▶ Excerpt provided
RIVERSIDE – Riverside County Sheriff Stan Sniff today praised the canine fatally shot last week while pursuing a gunman as a ”hero” who likely saved deputies’ lives by sacrificing his own.
”We’re all in mourning for Sultan,” Sniff told the Board of Supervisors after being asked to speak at the beginning of the board’s regular Tuesday meeting. ”We lost a valued member of our law enforcement family this past week.”
Sultan was shot in the neck during a search Wednesday afternoon in the 40200 block of Clark Drive in East Hemet. According to Sniff, the 3-year-old Belgian Malinois-German shepherd mix was the first K9 on county record lost in the line of duty.
The dog and his handler, Deputy Mike Wallace, were summoned to assist fellow deputies search for wanted felon Todd Allan Hodge, a 36-year-old Hemet resident who allegedly ran and hid from deputies when they attempted to contact him in the area of Mayberry Avenue and San Jacinto Street.
Court records show Hodge had prior convictions for burglary, auto theft and check fraud. He had been arrested in October by Hemet police for being a felon in possession of a firearm.

▶ Extracted information
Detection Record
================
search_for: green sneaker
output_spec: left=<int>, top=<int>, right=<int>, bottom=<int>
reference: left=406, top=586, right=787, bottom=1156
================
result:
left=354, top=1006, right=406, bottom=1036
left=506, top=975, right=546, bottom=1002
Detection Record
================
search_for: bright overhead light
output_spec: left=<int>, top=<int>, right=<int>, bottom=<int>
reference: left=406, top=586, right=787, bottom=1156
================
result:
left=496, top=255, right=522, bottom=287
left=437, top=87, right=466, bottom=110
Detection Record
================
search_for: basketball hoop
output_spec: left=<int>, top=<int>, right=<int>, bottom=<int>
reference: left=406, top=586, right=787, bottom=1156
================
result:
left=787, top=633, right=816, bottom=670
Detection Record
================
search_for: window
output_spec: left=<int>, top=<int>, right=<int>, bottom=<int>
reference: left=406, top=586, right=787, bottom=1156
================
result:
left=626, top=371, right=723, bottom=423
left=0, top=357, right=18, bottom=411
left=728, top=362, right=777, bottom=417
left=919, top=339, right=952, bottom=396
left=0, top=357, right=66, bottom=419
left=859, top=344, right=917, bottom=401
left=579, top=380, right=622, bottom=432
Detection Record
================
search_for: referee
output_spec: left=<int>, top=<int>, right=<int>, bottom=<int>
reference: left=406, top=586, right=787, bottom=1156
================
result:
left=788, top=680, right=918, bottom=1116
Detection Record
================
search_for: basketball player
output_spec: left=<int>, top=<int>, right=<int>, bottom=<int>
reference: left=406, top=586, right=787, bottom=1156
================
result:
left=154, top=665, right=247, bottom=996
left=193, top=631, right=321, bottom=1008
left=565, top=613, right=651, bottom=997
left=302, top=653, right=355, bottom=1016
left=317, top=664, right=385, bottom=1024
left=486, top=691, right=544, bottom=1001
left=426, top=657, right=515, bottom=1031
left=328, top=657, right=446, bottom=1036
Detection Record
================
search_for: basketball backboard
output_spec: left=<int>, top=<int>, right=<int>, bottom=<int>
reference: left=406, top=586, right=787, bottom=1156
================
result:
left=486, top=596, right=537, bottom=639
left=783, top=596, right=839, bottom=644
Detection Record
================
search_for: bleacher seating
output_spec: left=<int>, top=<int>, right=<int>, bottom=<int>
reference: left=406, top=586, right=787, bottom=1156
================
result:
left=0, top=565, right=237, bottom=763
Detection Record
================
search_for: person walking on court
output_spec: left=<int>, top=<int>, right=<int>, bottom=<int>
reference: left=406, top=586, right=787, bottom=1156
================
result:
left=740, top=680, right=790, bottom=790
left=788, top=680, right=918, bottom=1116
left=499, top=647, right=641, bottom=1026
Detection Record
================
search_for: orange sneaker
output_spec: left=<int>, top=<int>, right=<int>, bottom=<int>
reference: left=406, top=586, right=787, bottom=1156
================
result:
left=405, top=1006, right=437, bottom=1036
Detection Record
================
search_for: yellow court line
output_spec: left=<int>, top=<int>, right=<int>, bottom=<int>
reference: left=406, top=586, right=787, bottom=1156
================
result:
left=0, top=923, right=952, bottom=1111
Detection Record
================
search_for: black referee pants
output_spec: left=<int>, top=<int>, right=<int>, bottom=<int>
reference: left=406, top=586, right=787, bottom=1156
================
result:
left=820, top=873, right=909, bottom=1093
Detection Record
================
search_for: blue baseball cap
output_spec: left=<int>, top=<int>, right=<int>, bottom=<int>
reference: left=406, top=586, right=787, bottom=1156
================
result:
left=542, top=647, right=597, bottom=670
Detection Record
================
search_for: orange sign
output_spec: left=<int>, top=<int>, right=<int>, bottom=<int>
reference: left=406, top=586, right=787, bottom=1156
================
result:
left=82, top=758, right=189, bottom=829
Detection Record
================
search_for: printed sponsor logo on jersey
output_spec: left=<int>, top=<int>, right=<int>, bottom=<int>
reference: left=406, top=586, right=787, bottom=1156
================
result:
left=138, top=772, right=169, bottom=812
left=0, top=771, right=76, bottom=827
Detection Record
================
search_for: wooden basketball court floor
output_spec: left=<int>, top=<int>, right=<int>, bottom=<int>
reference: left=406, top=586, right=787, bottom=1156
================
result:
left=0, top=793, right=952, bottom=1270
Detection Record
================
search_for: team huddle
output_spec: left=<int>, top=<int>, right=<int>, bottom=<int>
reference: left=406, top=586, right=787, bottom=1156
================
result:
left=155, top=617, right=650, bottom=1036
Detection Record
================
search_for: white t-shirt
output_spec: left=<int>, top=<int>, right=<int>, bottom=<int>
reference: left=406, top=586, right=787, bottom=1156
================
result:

▶ Check your understanding
• A. Return the passage from the text about the sheriff's K9 Sultan that begins at the words "The dog and" and stops after "of a firearm.".
• B. Continue the news report about the sheriff's K9 Sultan from the point where it stops.

▶ List of answers
• A.
The dog and his handler, Deputy Mike Wallace, were summoned to assist fellow deputies search for wanted felon Todd Allan Hodge, a 36-year-old Hemet resident who allegedly ran and hid from deputies when they attempted to contact him in the area of Mayberry Avenue and San Jacinto Street.
Court records show Hodge had prior convictions for burglary, auto theft and check fraud. He had been arrested in October by Hemet police for being a felon in possession of a firearm.

• B.
Sniff said Sultan immediately locked onto Hodge’s trail, which led to a crawlspace underneath a house. The dog was set loose to check under the residence and was shot moments later, emerging from the hideaway with a bleeding wound. Sultan was taken to a veterinary clinic, where he died a short time later.
A sheriff’s SWAT unit surrounded the house and directed Hodge to surrender. When he didn’t come out after repeated commands, deputies fired a tear gas canister into the crawlspace, at which point the convicted felon came out — armed with a pistol, according to sheriff’s officials.
SWAT members shot him, and he was pronounced dead at the scene.
”Sultan, like all of our dogs, is a hero,” Sniff told the board. ”He undoubtedly saved a deputy’s life that day.”
In answer to concerns that the canine should have been wearing a specially fitted ballistic vest, the sheriff said Sultan and his handler had that gear available, but it would have been unwieldy to wear under those circumstances.
”It overheats the dog and confines him,” Sniff said. ”Using it in a crawlspace like that would have been a no-no tactically.”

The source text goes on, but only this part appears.